AIM OF THE TASK
Every line in the listing below that holds the word "this" should be returned.
___
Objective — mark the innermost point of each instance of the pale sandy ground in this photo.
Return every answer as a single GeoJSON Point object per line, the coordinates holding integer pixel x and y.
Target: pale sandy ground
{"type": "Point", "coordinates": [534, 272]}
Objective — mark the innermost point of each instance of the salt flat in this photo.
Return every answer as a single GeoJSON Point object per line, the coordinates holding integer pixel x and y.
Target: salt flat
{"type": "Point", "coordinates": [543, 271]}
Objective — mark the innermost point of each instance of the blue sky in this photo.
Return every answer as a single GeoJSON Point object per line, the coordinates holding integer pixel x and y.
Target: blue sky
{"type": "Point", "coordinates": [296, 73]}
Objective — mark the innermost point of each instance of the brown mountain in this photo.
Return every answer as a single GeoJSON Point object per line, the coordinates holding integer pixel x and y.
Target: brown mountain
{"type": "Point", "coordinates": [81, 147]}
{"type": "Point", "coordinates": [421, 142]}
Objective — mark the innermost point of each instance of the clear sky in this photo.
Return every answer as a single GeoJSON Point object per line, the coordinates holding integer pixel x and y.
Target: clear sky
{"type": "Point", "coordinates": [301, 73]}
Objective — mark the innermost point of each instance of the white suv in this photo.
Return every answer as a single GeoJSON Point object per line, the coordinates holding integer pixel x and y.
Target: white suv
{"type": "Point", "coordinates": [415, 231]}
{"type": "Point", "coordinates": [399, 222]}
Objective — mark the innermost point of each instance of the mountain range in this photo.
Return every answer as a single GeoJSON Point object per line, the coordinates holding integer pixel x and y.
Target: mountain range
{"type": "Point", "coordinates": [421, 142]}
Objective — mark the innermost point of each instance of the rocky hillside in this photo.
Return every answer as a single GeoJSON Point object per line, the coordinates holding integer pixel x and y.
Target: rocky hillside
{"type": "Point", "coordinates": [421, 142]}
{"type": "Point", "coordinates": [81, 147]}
___
RESPONSE AREA
Objective — mark the innermost point of each instance of the pale sandy ground in this photo.
Objective — mark the innermost point of each instance of the salt flat in this photo.
Objective — mark the innermost point of each instance of the blue sky in this photo.
Objective — mark the innermost point of each instance of the brown mountain in this photo.
Objective — mark the innermost point of each instance of the clear sky in this photo.
Objective — mark the innermost point of each instance of the white suv in this photo.
Objective — mark the innermost point of each instance of the mountain range in this photo.
Objective — mark the innermost point of each instance of the rocky hillside in this photo.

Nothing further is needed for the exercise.